What to work on:
Pick out every line in the rows below that contains the string "carved", and copy each one. Case counts.

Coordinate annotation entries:
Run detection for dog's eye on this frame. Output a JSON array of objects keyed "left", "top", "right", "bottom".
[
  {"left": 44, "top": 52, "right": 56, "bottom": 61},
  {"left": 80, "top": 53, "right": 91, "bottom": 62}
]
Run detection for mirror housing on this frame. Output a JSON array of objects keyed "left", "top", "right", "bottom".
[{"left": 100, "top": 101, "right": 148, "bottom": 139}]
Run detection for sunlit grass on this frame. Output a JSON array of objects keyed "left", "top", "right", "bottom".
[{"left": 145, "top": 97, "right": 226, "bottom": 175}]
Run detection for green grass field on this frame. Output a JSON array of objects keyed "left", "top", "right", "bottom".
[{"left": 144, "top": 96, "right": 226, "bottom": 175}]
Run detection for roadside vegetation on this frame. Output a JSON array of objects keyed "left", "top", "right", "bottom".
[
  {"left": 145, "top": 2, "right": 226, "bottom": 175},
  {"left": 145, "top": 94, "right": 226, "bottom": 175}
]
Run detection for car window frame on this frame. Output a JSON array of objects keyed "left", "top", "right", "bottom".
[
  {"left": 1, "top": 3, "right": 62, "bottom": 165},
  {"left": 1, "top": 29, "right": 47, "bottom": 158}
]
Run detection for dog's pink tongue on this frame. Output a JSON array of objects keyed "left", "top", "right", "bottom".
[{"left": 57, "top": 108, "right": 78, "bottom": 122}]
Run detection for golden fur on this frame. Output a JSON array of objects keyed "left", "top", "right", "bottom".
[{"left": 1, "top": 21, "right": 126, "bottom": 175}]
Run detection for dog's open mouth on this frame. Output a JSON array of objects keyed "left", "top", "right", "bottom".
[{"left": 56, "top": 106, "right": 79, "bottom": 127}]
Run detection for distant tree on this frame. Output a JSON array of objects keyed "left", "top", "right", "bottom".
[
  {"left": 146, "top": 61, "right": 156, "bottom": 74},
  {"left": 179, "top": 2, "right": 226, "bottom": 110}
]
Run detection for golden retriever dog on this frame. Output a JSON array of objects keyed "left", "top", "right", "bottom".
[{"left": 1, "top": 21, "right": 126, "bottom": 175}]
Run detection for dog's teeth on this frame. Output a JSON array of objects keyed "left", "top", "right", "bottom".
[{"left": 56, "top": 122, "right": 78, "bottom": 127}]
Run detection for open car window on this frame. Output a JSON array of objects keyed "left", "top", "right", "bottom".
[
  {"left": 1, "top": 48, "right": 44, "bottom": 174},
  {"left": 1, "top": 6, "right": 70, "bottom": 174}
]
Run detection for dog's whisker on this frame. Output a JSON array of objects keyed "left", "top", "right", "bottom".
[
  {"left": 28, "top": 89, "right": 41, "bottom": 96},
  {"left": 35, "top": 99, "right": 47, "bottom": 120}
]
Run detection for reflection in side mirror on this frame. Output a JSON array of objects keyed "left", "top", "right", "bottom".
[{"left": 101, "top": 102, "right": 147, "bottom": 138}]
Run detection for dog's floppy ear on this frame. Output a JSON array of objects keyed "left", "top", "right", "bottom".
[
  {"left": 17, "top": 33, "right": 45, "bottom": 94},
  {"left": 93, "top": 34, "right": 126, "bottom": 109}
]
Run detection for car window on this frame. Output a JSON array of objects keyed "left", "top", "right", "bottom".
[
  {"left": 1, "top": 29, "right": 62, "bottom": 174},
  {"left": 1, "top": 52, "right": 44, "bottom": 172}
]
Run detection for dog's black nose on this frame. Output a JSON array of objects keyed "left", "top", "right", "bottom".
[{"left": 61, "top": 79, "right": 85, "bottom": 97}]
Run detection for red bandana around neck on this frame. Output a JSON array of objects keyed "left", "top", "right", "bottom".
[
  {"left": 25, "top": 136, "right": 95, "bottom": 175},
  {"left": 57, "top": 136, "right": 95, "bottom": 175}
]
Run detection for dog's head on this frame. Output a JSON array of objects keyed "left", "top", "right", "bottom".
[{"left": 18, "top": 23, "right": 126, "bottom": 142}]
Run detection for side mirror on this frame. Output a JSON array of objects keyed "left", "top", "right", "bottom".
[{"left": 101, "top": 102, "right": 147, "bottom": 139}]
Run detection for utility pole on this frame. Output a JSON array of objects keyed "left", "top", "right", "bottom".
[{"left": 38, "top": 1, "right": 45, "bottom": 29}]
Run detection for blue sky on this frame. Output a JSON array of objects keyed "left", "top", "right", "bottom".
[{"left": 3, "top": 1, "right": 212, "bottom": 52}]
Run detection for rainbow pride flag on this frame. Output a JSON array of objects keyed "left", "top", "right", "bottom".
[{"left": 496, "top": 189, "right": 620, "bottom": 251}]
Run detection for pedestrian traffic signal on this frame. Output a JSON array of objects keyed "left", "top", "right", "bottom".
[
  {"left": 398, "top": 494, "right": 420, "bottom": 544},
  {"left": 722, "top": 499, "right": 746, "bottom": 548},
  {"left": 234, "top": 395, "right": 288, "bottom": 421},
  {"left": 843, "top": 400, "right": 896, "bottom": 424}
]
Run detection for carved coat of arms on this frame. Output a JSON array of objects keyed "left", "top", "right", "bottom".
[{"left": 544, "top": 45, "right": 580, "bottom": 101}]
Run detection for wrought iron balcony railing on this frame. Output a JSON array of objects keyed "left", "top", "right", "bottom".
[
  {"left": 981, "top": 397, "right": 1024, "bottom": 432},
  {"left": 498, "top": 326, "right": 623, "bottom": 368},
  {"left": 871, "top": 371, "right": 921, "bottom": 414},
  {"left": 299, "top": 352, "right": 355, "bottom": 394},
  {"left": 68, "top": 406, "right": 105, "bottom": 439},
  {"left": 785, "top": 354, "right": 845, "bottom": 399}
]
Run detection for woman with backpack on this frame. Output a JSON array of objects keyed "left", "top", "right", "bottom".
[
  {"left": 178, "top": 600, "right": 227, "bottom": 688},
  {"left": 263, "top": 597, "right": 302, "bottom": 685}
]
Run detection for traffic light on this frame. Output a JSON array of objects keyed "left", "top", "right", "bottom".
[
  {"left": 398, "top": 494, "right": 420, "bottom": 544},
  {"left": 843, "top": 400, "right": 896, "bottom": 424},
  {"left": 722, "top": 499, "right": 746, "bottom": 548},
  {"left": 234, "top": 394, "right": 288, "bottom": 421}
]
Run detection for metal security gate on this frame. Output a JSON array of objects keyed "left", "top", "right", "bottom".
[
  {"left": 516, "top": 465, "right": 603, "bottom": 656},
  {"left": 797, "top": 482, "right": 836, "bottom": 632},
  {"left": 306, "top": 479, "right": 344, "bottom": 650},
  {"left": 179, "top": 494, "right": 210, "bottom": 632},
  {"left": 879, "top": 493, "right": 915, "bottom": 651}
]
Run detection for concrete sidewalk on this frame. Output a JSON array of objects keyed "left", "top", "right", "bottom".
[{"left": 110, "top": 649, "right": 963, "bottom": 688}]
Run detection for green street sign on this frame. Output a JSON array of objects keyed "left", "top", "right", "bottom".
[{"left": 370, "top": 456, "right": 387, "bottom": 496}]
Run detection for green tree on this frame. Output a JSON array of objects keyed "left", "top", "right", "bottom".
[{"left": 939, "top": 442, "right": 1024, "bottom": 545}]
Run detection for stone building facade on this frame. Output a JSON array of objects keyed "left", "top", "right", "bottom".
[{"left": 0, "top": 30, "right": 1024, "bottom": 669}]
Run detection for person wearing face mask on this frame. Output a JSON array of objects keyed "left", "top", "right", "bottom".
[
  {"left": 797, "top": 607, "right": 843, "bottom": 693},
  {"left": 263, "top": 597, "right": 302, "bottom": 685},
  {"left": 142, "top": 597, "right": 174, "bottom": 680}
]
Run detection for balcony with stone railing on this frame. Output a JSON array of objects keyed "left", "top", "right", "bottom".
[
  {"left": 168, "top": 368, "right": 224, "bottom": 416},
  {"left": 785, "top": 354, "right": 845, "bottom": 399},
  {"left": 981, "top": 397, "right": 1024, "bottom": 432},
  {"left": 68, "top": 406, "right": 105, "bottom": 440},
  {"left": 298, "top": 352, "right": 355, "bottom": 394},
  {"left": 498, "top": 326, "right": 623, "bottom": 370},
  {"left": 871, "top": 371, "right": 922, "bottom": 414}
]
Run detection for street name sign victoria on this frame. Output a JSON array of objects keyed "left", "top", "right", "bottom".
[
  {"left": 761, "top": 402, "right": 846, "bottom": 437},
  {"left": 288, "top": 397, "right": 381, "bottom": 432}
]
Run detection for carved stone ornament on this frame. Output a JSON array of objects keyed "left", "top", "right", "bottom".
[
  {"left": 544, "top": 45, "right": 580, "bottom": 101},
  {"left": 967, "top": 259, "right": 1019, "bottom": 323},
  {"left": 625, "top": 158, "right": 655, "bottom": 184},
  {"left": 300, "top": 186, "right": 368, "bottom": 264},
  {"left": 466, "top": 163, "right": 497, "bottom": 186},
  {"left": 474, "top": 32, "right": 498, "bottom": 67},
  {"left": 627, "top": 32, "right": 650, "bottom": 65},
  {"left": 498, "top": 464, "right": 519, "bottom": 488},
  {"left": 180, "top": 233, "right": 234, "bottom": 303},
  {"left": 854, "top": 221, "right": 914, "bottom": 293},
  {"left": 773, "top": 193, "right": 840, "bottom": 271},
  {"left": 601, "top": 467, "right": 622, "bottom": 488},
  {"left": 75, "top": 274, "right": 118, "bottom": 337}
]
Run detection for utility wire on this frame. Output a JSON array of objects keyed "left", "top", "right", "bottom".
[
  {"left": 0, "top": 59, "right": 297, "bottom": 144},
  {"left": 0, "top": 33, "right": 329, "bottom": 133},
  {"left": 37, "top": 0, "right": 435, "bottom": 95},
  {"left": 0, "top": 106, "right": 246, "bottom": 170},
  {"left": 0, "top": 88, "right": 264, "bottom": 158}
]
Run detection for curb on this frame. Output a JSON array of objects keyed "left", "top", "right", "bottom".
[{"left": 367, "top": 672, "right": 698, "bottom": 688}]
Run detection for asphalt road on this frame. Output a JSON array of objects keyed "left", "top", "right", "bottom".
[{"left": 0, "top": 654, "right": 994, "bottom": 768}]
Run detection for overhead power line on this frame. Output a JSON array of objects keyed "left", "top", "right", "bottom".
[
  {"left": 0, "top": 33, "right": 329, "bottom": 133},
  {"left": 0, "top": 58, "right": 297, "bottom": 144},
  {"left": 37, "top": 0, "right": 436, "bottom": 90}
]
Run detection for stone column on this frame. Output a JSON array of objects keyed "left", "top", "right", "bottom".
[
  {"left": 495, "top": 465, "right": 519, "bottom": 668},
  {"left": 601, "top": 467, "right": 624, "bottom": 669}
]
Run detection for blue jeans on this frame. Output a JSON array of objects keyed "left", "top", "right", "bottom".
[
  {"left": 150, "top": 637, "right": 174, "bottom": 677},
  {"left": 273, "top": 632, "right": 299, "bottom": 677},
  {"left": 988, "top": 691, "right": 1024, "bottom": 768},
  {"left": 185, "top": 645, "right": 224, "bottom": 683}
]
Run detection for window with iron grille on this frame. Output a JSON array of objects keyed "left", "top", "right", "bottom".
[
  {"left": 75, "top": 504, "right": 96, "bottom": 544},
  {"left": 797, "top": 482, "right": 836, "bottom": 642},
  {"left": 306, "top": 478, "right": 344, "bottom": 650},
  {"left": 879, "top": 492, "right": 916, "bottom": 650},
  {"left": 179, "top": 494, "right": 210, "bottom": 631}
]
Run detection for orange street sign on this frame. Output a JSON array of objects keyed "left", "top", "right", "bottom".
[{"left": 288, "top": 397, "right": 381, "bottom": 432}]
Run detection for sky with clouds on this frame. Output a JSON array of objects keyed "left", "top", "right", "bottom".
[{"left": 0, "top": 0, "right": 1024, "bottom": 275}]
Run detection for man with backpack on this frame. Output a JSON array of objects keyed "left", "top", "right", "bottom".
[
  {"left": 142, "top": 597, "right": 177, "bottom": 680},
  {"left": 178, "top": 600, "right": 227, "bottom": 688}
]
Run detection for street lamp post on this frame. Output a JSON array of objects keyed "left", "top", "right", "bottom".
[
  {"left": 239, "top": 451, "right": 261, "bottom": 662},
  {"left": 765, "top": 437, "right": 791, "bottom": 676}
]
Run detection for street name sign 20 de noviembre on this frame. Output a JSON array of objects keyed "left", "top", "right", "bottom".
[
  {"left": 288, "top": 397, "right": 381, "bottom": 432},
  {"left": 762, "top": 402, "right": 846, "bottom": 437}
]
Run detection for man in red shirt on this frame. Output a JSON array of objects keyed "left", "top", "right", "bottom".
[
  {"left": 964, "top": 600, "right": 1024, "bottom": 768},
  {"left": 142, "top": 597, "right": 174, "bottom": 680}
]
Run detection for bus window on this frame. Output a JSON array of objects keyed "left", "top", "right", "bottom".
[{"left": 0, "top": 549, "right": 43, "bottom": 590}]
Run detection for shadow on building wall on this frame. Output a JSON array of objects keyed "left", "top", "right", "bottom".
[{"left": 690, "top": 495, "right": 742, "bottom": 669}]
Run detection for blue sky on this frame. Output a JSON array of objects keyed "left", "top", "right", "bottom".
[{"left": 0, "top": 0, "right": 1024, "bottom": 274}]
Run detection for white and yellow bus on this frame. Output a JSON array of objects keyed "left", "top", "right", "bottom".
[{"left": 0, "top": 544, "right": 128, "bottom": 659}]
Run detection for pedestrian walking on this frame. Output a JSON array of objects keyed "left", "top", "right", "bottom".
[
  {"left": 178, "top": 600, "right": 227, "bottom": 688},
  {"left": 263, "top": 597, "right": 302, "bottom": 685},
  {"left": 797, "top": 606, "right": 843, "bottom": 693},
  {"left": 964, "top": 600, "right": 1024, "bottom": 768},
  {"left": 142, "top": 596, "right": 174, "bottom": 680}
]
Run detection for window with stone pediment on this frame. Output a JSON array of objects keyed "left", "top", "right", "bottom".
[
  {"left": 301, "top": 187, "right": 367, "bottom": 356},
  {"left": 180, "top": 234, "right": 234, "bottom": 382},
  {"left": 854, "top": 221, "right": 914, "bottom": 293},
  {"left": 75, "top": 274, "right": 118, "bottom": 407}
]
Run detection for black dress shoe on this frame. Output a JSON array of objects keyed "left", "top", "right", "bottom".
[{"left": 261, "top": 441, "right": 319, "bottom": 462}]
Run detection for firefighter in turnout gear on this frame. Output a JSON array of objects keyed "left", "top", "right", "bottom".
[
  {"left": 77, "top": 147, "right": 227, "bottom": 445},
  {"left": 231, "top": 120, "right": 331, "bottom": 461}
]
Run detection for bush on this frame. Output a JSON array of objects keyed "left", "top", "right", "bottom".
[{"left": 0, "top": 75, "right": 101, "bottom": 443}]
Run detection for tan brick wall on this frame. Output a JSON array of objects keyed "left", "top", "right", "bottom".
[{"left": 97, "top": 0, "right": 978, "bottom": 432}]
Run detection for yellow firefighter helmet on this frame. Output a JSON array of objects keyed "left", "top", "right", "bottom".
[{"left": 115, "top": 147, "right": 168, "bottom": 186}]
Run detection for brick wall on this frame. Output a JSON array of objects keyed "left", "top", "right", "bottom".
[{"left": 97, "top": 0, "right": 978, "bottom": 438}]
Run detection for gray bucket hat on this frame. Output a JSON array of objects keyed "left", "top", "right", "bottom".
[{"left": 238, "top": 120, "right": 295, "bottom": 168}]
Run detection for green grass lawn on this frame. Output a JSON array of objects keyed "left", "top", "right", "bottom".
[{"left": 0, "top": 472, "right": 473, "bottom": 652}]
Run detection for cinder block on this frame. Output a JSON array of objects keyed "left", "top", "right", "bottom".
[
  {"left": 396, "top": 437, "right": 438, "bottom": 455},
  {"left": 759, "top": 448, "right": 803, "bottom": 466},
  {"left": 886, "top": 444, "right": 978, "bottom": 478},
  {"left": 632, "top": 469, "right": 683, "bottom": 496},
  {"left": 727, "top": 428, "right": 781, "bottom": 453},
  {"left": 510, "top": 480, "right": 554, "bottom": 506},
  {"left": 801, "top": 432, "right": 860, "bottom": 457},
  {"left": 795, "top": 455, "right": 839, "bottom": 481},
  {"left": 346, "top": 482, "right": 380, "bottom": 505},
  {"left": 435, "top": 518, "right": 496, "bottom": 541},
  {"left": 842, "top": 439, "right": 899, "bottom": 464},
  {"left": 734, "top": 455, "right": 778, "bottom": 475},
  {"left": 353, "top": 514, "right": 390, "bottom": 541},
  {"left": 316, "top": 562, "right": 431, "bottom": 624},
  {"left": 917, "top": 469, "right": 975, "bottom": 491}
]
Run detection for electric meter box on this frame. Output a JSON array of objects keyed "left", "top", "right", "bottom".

Full response:
Run detection for carved coat of arms on this frame. Output a JSON array of objects keyed "left", "top", "right", "bottom".
Run detection for carved stone ornament on this frame. Output a JSON array of objects keyed "left", "top", "right", "bottom".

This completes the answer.